_Task instructions_:
Return, word for word, the stretch of the guest post below on nature and health from "Guest Blog: David" through "information, visit http://www.healthline.com/.".
Page excerpt Start Marker
Guest Blog: David Novak is a syndicated columnist, appearing in newspapers, magazines, radio and TV. His byline has appeared in the Wall Street Journal, USA Today, Readers Digest and GQ. David is a specialist at health, wellness, exercise and diet, and he is a regular contributing editor for Healthline. For more information, visit http://www.healthline.com/.
Most of us would agree that we would benefit from feeling better – more energy, less medications, a spring in our step. There are many ways we can achieve this, but one of the easiest is literally right in our backyard.
There is in fact, increasing evidence from numerous studies and research that suggests our natural environment can improve our health. Common wisdom assumes that spending time with nature ─ like walking through forests, strolling through the park, or just breathing fresh air ─ can be good for the health, thus researchers are continuously seeking further evidence to support this claim and to better understand the medicinal and therapeutic properties of nature.
Natural space provides a fundamental setting for health promotion and improved sense of well-being. Modernization may have doubled life expectancy; however, differences in ancient and modern day living may have also paved the way for the emergence of more serious diseases. That’s why scientists are looking at safe, green spaces as an effective substitute for prescription drugs in treating many physical and mental conditions.
Green environment on human health
Research on our natural environment as it relates to human health shows that human contact with nature has essential benefits to our social, psychological and physical health. Contact with trees and natures promotes healthier social behavior, less social dysfunction, improves resilience, alleviates stress, improves recovery from physical trauma, and even reduces mortality.
Page excerpt End Marker
Entries supplied Start Marker
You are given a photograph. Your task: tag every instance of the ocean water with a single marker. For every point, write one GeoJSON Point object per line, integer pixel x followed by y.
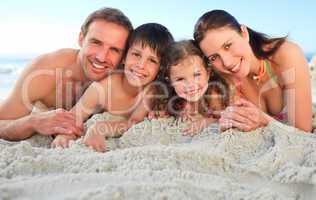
{"type": "Point", "coordinates": [11, 68]}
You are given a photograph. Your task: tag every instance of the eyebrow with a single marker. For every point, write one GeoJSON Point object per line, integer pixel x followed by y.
{"type": "Point", "coordinates": [225, 43]}
{"type": "Point", "coordinates": [152, 57]}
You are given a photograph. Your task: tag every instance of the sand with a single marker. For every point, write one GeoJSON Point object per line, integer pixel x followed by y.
{"type": "Point", "coordinates": [154, 161]}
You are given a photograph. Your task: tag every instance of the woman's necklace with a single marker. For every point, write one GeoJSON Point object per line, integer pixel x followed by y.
{"type": "Point", "coordinates": [262, 72]}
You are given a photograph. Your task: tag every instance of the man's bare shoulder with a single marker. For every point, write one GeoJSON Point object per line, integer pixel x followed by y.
{"type": "Point", "coordinates": [62, 58]}
{"type": "Point", "coordinates": [114, 78]}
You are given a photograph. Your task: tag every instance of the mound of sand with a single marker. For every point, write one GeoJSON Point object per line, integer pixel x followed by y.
{"type": "Point", "coordinates": [154, 161]}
Entries supplied End Marker
_Solution for this exercise_:
Guest Blog: David Novak is a syndicated columnist, appearing in newspapers, magazines, radio and TV. His byline has appeared in the Wall Street Journal, USA Today, Readers Digest and GQ. David is a specialist at health, wellness, exercise and diet, and he is a regular contributing editor for Healthline. For more information, visit http://www.healthline.com/.